* [Your instructions]
Collect every line of the records below that contains the string "bison", copying each such line in full. Case counts.

* [Rows from a pointing dataset]
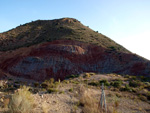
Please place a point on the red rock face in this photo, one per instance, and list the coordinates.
(63, 57)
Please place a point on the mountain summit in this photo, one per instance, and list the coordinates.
(57, 48)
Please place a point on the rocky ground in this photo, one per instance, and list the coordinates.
(80, 95)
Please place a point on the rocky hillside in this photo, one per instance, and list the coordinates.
(58, 48)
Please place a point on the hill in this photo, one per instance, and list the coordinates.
(49, 30)
(58, 48)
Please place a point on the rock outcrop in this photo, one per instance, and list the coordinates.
(61, 57)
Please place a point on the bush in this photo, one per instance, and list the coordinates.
(106, 83)
(22, 101)
(71, 90)
(135, 83)
(93, 83)
(126, 88)
(117, 83)
(87, 102)
(51, 90)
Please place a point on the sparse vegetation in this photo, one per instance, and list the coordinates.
(22, 101)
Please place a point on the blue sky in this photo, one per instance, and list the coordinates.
(125, 21)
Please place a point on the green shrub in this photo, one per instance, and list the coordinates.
(134, 83)
(106, 83)
(44, 85)
(116, 84)
(22, 101)
(72, 76)
(71, 89)
(51, 90)
(126, 88)
(94, 83)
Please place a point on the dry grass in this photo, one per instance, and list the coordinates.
(45, 107)
(87, 101)
(22, 101)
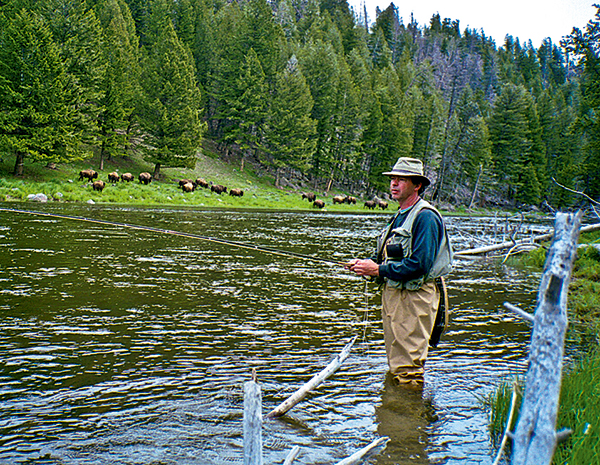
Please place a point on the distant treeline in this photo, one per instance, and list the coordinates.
(304, 89)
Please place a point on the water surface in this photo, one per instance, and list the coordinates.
(132, 347)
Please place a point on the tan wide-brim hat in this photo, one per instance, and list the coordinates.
(409, 167)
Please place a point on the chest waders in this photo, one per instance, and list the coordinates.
(399, 239)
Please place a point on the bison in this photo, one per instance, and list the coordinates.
(310, 196)
(88, 174)
(318, 203)
(183, 182)
(98, 185)
(145, 178)
(218, 188)
(188, 187)
(202, 183)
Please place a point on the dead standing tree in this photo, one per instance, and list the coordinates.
(535, 438)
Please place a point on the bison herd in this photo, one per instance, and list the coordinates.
(343, 199)
(186, 185)
(189, 185)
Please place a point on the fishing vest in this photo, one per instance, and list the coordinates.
(402, 235)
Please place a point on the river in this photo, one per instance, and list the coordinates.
(131, 347)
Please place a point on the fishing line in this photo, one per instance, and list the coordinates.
(241, 245)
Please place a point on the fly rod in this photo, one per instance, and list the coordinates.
(241, 245)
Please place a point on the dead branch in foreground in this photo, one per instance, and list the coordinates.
(510, 244)
(535, 438)
(301, 393)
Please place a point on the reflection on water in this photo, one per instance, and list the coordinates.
(126, 346)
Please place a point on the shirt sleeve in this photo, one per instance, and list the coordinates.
(427, 236)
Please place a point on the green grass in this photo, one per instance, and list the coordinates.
(579, 408)
(579, 411)
(62, 183)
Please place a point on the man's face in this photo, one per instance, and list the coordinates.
(401, 187)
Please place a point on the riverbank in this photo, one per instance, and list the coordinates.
(61, 183)
(579, 408)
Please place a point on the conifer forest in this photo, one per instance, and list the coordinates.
(305, 90)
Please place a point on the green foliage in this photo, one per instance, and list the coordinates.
(291, 130)
(579, 410)
(169, 109)
(38, 119)
(491, 124)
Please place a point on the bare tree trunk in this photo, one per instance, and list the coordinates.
(252, 423)
(475, 188)
(535, 438)
(19, 164)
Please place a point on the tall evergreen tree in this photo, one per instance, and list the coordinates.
(319, 65)
(76, 29)
(512, 145)
(291, 130)
(584, 46)
(119, 84)
(249, 111)
(169, 110)
(37, 118)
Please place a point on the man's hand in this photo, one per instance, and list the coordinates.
(363, 267)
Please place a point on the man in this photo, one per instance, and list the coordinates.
(412, 251)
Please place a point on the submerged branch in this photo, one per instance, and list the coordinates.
(301, 393)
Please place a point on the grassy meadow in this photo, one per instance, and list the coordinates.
(579, 408)
(61, 183)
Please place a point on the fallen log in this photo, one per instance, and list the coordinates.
(292, 455)
(359, 456)
(535, 438)
(509, 244)
(301, 393)
(252, 423)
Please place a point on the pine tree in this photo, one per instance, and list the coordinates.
(319, 65)
(76, 29)
(120, 79)
(37, 118)
(248, 112)
(509, 128)
(583, 45)
(169, 109)
(291, 130)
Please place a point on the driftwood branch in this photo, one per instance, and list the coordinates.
(301, 393)
(522, 313)
(592, 201)
(505, 245)
(535, 437)
(359, 456)
(252, 423)
(292, 455)
(507, 435)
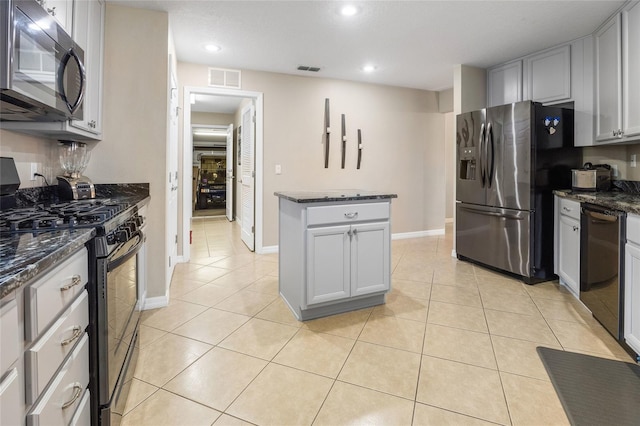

* [Response]
Please place a point on the bison in this photo, one per instance, and list the coordinates.
Please place a point on the bison herd in this photo, one per instance, and list the coordinates.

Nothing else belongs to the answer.